_Task a_
Answer these questions about the article on implementation science and personal goals:
(i) In what period did the TCI team meeting that prompted the discussion take place?
(ii) Which change strategy did Julia pick?
(iii) How many team members shared reflections this month?

---*---

Using Implementation Science to Support Personal Goals and Resolutions
11-min read
Applying the Theoretical Domains Framework (TDF) to personal behavior change
In late 2023, during a TCI team meeting, we started joking around about some personal behavior changes we were working on and where we would map them to the Theoretical Domains Framework (TDF). We laughed about the change strategies we selected (spoiler alert: Julia picked audit and feedback, which is shocking given her feelings about this strategy). The conversation made us wonder if other people who are nerdy about implementation science, like us, might also find our behavior changes interesting, and if sharing them may encourage others to try using implementation science to implement their own goals and resolutions.
So, this month, instead of discussing a specific implementation science topic, five team members shared reflections about the barriers and facilitators (mapped to the Theoretical Domains Framework) for their personal behavior changes.

---*---

_Task b_
Identify every line in the listing below that contains the string "tuples", matching case exactly, and copy each such line.

(Records from a collection)
---*---

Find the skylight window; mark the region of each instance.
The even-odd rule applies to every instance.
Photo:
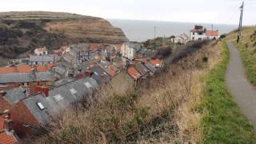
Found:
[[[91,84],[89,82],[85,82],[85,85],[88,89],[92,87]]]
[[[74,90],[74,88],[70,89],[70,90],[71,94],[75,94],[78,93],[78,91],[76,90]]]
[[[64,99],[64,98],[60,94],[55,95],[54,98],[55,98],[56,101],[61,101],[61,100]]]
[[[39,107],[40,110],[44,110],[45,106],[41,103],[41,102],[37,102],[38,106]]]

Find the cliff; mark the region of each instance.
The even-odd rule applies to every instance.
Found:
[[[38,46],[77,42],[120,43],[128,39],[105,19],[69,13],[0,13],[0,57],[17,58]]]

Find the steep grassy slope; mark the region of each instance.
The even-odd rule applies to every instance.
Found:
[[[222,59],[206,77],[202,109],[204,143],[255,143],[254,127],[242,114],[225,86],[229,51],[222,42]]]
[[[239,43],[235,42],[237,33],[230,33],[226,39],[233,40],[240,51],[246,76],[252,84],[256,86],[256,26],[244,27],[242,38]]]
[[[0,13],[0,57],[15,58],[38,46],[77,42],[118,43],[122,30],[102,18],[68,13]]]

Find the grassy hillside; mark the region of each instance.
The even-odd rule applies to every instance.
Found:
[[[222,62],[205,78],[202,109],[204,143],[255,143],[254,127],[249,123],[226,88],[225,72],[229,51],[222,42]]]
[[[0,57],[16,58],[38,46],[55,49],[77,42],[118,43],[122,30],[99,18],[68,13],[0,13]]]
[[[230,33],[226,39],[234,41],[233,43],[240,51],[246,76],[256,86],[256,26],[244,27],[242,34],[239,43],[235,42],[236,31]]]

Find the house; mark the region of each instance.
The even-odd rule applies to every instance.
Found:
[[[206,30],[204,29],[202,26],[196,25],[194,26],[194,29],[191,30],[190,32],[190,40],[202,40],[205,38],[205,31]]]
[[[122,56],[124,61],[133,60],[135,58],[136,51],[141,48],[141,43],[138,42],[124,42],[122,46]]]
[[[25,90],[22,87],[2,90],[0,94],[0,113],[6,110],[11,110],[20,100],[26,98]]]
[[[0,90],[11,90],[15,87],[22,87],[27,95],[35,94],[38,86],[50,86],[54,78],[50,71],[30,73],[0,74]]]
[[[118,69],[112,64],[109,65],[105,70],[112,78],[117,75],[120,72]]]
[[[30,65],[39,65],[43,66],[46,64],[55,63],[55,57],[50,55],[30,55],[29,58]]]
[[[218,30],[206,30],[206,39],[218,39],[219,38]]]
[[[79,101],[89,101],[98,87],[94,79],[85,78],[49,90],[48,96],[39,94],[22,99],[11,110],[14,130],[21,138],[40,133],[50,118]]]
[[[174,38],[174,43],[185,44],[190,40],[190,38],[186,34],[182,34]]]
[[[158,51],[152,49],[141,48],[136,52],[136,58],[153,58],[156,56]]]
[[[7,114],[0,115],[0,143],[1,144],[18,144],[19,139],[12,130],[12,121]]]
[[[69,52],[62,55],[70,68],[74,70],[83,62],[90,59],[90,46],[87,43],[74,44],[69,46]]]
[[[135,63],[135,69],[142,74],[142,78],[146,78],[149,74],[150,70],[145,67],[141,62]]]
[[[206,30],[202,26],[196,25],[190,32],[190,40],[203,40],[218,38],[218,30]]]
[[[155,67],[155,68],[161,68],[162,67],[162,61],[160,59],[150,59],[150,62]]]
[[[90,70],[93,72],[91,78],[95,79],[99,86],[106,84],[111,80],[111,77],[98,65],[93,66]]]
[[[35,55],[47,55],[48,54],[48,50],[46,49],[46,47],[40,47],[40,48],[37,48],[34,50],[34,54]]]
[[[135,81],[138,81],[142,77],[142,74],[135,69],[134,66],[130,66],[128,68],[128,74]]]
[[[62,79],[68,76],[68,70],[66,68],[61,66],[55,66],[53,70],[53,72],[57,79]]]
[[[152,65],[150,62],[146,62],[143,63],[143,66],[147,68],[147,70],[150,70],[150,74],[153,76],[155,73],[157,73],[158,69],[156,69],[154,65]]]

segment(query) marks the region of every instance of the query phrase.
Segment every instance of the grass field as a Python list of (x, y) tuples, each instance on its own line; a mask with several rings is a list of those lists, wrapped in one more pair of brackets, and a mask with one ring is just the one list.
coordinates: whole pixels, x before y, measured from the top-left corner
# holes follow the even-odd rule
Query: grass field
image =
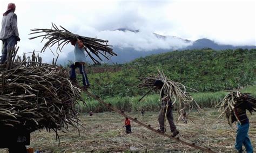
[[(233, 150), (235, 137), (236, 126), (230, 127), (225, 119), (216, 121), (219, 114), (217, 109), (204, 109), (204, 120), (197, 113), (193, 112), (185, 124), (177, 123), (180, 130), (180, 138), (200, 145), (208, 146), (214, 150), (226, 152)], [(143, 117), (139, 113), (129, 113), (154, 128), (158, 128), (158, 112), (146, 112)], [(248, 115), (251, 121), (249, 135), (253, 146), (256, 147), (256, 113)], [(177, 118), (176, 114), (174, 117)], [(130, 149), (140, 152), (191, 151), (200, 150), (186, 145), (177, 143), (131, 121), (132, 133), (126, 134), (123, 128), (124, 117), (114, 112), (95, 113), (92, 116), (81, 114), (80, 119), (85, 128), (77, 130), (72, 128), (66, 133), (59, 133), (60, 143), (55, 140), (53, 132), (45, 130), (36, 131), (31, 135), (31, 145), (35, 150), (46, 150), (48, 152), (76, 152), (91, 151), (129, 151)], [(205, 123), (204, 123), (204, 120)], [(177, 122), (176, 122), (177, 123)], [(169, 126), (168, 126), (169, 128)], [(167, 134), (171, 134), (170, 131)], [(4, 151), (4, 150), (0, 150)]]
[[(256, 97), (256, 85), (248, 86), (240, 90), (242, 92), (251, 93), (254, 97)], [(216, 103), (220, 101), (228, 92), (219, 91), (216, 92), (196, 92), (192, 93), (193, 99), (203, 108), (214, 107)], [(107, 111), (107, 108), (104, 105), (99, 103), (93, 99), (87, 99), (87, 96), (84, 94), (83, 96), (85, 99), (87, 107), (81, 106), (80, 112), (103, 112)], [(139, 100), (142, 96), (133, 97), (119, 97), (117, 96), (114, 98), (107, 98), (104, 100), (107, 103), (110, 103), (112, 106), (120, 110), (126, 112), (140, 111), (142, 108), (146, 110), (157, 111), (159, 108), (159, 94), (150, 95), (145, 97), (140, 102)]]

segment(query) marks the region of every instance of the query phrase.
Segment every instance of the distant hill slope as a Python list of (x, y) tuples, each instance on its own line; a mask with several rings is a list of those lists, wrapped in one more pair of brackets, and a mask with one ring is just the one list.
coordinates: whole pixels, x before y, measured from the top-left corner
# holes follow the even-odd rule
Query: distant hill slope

---*---

_Task output a_
(i) Late 2023
(ii) Audit and feedback
(iii) Five

_Task output b_
Segment every instance of the grass field as a Python list of (x, y) tuples, each instance on its own line; a mask with several rings is a list of those lists, wrapped in one more pair of brackets, and a mask with one ring is just the one list.
Segment every instance of the distant hill slope as a Python list of (x, y) tuples, each instance on its own line; a mask with several rings is a list of those lists, wrapped in one more pair of brackets, and a mask with one ring is just the one list.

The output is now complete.